Provided passage »
Toshiba Corp. and Hitachi Ltd., Japan's two largest makers of nuclear reactors, have unsurprisingly underperformed the Topix index, while shares of Panasonic and Sharp have outperformed the benchmark since last month's disaster struck.

Last June, Japan laid out plans to build nine reactors by 2020 and at least five more the following decade to increase the nation's portion of nuclear energy to 50 per cent of overall power generation by 2030 from 29 per cent in 2009. Prime Minister Naoto Kan said in March that the country needs to revise those policies.

That means Japan will probably step up a campaign to encourage the use of solar cells for years at the expense of atomic power, Takashi Watanabe, a Tokyo-based analyst at Goldman Sachs Group Inc., wrote in an recent report. Solar may be the strongest option because of restrictions on where wind and thermoelectric power stations can be built, he said.

Replacing the proposed nuclear plants with solar plants would require 108 GW of photovoltaic generation by 2020, according to Goldman Sachs. Based on the current estimated costs of solar cells, that capacity would cost more than $150 billion.

Solar-panel prices will likely fall to $1.50 per watt in the second half of 2011 from about $1.80 in 2010, Jenny Chase, a solar analyst for Bloomberg New Energy Finance has said.

Problem 1 »
Turn the paragraph in the passage on Japan's energy outlook that opens "Last June, Japan laid out plans" into a short bulleted list that keeps its main facts.
Problem 2 »
According to Goldman Sachs in the passage on Japan's energy outlook, how much photovoltaic generation would be needed by 2020 to replace the proposed nuclear plants?
You won't need the records that follow this passage on Japan's energy outlook.

Dataset entries »
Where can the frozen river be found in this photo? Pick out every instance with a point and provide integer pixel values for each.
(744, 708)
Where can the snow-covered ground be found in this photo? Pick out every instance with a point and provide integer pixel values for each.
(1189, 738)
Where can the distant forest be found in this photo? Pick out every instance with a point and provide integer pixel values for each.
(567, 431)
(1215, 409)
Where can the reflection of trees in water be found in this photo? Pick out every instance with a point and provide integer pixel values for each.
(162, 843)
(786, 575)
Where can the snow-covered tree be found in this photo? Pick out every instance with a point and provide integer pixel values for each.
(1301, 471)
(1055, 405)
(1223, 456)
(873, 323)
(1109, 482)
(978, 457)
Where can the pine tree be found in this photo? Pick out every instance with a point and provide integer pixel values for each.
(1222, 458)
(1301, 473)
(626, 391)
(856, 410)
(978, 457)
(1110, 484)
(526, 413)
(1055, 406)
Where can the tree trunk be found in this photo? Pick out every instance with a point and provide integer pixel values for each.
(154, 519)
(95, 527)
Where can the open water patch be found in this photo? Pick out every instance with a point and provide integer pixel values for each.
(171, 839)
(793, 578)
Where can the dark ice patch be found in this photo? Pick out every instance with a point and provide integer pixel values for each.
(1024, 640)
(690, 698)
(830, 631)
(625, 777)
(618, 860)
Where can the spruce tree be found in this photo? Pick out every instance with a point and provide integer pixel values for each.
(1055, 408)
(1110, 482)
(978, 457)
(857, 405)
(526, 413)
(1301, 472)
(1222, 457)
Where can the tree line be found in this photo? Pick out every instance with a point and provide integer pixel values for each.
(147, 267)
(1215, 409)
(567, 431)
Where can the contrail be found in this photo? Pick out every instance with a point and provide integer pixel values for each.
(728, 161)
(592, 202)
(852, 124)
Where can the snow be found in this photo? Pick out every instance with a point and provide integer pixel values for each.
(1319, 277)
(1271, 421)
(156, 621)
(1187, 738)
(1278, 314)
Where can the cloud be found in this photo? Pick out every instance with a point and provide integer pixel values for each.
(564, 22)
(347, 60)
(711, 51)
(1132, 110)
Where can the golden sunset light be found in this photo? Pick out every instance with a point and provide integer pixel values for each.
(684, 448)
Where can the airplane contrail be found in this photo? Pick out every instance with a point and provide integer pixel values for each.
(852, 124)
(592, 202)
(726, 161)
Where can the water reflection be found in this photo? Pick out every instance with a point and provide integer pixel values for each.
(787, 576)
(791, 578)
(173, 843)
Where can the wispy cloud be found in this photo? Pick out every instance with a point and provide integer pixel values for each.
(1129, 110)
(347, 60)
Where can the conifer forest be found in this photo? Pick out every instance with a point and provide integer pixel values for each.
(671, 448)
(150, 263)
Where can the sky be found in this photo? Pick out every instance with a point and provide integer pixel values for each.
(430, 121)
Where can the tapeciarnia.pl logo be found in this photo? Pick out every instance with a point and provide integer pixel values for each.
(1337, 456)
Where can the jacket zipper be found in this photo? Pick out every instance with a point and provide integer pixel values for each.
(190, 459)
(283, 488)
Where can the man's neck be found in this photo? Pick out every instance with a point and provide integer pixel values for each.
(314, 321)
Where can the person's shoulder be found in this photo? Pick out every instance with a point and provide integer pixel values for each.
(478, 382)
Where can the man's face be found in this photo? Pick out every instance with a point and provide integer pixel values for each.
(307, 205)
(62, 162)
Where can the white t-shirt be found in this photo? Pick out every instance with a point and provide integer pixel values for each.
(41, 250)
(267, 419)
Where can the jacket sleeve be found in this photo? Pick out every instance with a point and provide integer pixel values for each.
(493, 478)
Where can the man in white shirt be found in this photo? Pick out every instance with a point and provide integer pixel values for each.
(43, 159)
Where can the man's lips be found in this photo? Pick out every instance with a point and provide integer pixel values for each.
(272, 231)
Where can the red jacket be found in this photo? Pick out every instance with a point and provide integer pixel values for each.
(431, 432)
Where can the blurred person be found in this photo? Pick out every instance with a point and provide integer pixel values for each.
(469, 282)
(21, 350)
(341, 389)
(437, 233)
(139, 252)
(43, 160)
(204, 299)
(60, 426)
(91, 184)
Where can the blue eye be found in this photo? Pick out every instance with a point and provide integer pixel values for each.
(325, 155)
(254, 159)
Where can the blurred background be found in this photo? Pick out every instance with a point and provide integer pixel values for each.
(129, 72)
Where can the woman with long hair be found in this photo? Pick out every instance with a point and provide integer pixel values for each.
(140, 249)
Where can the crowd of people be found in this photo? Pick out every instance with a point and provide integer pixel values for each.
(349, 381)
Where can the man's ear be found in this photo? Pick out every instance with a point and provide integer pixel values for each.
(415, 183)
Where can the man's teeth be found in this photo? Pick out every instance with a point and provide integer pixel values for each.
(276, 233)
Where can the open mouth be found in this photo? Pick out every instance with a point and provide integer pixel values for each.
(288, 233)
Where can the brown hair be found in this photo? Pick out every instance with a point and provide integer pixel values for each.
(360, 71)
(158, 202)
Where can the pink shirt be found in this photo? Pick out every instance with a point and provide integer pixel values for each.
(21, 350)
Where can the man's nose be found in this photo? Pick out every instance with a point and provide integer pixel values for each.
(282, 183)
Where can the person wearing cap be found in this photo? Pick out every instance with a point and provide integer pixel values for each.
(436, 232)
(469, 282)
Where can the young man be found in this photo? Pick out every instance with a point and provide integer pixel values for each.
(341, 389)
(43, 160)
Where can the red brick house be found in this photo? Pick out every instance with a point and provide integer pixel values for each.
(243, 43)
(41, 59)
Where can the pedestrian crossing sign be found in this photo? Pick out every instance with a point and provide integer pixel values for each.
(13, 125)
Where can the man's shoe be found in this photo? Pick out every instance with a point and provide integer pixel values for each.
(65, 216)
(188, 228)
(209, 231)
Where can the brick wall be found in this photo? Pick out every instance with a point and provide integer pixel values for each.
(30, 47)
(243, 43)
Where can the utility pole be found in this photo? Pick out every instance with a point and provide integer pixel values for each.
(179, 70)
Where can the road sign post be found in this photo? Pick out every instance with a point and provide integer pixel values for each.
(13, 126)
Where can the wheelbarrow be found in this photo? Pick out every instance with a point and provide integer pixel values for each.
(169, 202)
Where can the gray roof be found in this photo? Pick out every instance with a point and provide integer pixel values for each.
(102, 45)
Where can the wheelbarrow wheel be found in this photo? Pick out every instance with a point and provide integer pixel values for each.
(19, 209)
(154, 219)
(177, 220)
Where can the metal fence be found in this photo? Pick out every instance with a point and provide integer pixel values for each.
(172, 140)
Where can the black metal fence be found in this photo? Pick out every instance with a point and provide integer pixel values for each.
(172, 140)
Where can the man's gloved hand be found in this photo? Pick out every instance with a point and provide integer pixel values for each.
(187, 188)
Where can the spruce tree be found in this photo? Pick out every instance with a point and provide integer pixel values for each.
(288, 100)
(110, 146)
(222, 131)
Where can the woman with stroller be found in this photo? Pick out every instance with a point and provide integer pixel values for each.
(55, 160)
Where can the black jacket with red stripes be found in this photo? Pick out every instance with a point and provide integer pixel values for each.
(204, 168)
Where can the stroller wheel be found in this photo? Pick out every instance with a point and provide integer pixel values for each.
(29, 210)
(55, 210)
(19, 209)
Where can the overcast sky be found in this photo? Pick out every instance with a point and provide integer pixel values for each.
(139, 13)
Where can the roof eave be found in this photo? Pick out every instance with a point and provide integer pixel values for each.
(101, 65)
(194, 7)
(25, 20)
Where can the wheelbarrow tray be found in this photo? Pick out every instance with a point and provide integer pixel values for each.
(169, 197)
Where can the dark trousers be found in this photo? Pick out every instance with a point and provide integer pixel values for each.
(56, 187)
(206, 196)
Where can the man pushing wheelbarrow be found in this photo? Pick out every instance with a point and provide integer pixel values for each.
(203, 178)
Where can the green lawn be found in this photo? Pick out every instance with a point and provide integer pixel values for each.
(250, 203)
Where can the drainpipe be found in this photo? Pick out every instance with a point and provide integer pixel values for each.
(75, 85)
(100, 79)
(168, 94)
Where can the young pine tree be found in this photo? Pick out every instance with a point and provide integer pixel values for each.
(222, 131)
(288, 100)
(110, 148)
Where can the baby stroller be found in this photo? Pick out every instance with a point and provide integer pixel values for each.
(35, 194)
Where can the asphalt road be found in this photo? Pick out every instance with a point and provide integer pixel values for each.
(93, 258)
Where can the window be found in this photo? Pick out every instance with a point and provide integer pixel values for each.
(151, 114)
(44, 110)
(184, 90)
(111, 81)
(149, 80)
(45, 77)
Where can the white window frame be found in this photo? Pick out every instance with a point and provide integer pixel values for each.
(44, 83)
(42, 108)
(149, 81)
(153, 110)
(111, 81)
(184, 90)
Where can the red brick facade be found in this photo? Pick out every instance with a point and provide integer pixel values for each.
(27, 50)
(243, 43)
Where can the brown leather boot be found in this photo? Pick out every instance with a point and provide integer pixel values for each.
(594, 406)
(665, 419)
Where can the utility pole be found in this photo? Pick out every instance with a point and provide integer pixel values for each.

Response box 1 »
- Last June, Japan planned to build nine reactors by 2020 and at least five more in the following decade.
- The goal was to raise nuclear energy's share of overall power generation from 29 per cent in 2009 to 50 per cent by 2030.
- In March, Prime Minister Naoto Kan said the country needs to revise those policies.

Response box 2 »
108 GW